Es zeigt sich, dass das Votum keine Rebellion gegen die Linie der Fraktion war, sondern ein Versehen des FDP-Innenpolitikers Stephan Thomae. Er […] hatte an dem Tag Sitzungsdienst und leitete die Fraktion.
‚Das war die letzte Abstimmung in dieser Nacht. Ich hatte bereits vier Stunden Sitzungsdienst. Aus Gründen, die ich nicht mehr nachvollziehen kann, habe ich das Ja verpasst. Ich habe mich also sozusagen ‚verstimmt‘, sagt Thomae am Telefon.“
Fehler passieren natürlich. Aber abgestimmt ist abgestimmt, würden jetzt wahrscheinlich die meisten Wähler sagen. Wenn die ihre Stimme abgegeben haben, ist sie schließlich auch weg, und sie können nirgends zu Protokoll geben, dass sie mit ihrer Stimmabgabe niemals hätten die Regierung legitimieren wollen, die sie dann bekamen.
Im Bundestag scheint man da mit Falschabstimmern nachsichtiger zu sein, wenn man spiegel.de folgt:
„Die FDP lässt die Sache jedenfalls nicht auf sich beruhen. Noch am Montag schickte der FDP-Fraktionsgeschäftsführer Buschmann eine Korrekturbitte an den Stenographischen Dienst der Parlamentsverwaltung. Im Plenarprotokoll wird der Irrtum nun korrigiert.“
Das ist doch toll von der FDP, dass sie ihren „Irrtum nun korrigiert“. Das klingt ja fast noch besser als „rückgängig machen“. Aber kann man sein Stimmverhalten wirklich per Protokoll nachträglich korrigieren? Die oben zitierte Verkündung des Abstimmungsergebnisses durch die Bundestagsvizepräsidentin trägt im Plenarprotokoll eine Fußnote. Die führt zur Anlage 36 und enthält eine „Erklärung nach § 31 GO des Abgeordneten Dr. Marco Buschmann (FDP) zu der Abstimmung über die Beschlussempfehlung des Ausschusses für Inneres und Heimat zu dem Antrag der Abgeordneten Martin Hess, Dr. Bernd Baumann, Dr. Gottfried Curio, weiterer Abgeordneter und der Fraktion der AfD: Deutsche Staatsangehörigkeit nur gezielt vergeben – Klare Grenzen der Einbürgerung aufzeigen (Tagesordnungspunkt 33 d):
Ich erkläre im Namen der Fraktion der FDP, dass unser Votum zur Beschlussempfehlung Zustimmung lautet.“
Und Zustimmung zur Ausschussempfehlung bedeutet – siehe oben – Ablehnung des AfD-Antrags. Die Welt scheint wieder in Ordnung und es sieht aus, als sei die falsche Stimmabgabe jetzt per Protokoll tatsächlich irgendwie rückgängig gemacht worden.

* [Ziel der Übung]
Warum würden laut dem Textausschnitt wohl die meisten Wähler sagen: „abgestimmt ist abgestimmt“? Erklären Sie es in ein bis drei Sätzen.

* [Die Daten]
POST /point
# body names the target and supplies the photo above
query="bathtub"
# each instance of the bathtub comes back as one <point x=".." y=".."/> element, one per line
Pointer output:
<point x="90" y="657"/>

* [Antwortfeld]
Wenn Wähler ihre Stimme abgegeben haben, ist sie weg. Sie können nirgends zu Protokoll geben, dass sie mit ihrer Stimmabgabe niemals die Regierung hätten legitimieren wollen, die sie dann bekamen.